- [MATERIAL PROVIDED]

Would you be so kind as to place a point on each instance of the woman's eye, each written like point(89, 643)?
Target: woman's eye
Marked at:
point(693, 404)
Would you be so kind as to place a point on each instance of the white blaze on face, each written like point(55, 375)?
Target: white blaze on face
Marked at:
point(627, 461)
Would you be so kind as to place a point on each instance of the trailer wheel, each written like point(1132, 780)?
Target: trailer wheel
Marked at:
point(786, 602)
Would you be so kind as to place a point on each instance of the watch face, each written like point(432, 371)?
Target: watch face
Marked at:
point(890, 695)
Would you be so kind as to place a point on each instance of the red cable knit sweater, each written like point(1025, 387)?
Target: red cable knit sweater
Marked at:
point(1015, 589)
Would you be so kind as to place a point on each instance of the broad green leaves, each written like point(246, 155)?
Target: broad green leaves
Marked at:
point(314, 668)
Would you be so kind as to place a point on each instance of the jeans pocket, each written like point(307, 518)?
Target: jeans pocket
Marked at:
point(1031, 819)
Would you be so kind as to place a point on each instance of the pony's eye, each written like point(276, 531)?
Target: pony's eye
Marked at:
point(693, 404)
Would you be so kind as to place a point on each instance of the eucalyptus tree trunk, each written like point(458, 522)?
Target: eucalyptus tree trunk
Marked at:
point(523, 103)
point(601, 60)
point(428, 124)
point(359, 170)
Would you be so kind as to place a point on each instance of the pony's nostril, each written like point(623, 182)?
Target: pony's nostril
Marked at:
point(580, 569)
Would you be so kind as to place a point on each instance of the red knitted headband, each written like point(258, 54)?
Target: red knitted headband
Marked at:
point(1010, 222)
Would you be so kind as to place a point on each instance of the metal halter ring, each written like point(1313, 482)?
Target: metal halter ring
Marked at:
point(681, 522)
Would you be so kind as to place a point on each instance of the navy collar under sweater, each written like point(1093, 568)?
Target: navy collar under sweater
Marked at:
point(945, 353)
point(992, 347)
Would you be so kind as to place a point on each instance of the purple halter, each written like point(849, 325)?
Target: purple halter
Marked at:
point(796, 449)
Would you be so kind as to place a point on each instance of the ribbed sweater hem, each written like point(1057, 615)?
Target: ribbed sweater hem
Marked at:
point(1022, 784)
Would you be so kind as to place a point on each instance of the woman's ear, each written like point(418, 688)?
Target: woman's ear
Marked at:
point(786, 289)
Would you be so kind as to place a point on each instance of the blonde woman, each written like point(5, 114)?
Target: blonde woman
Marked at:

- [WHAT TO DO]
Reproduce every entry above with "pony's" changed to "horse's" wherever it appears, leaving everything else untouched.

- [WRITTEN SOLUTION]
Would you be so kind as to place a point on each instance of the woman's eye, each written like point(89, 643)?
Target: woman's eye
Marked at:
point(693, 404)
Would you be so kind as to place a point on each instance of the white blaze on face, each written like point(55, 375)?
Target: white blaze on face
Marked at:
point(627, 461)
Would you be so kind as to place a point on each instance of the trailer wheel, each written like point(1132, 780)?
Target: trailer wheel
Marked at:
point(786, 602)
Would you be so kind as to place a point on each instance of the watch face, each written like point(432, 371)?
Target: watch face
Marked at:
point(890, 695)
Would you be so kind as to place a point on each instance of the red cable knit sweater, each written like point(1025, 387)?
Target: red cable knit sweater
Marked at:
point(1015, 589)
Would you be so kind as to place a point on each instance of the broad green leaves, each written like point(246, 155)?
Target: broad green leaves
Marked at:
point(314, 668)
Would you be so kind as to place a point on each instance of the jeans pocket, each written like point(307, 518)?
Target: jeans pocket
Marked at:
point(1031, 819)
Would you be so kind as to place a point on each instance of the horse's eye, each written like point(276, 531)?
Target: horse's eye
Marked at:
point(693, 404)
Would you be so kind as to place a point on each instance of the eucalyptus tree trunk, each written like point(458, 522)?
Target: eucalyptus tree trunk
Marked at:
point(523, 103)
point(601, 60)
point(428, 124)
point(359, 170)
Would you be so kind as to place a point on each instance of the horse's nostril, each written like point(623, 182)?
Target: horse's nostril
Marked at:
point(580, 569)
Would you be so kind as to place a point on each instance of the red knitted headband, each written like point(258, 54)?
Target: red knitted headband
Marked at:
point(1010, 222)
Would you be so kind as to place a point on each instance of the metal halter ring, each written like point(1313, 482)?
Target: metal halter ring
Marked at:
point(681, 522)
Would you be so kind as to place a point on each instance of the navy collar under sweater, each written like point(1093, 568)?
Target: navy collar under sweater
Marked at:
point(945, 353)
point(992, 347)
Would you be so kind as to place a point on each instance of the purple halter, each written like point(849, 325)?
Target: purple halter
Marked at:
point(796, 449)
Would you be so kind as to place a point on each instance of the ribbed sweater hem, each written like point(1057, 615)?
Target: ribbed sweater hem
Marked at:
point(1022, 784)
Would you be so kind as to place a point on each instance of the woman's ear, each written like point(418, 688)?
Target: woman's ear
Marked at:
point(786, 289)
Would you be so kind as to place a point on each instance of the blonde woman, each written like point(5, 114)?
Target: blonde woman
Marked at:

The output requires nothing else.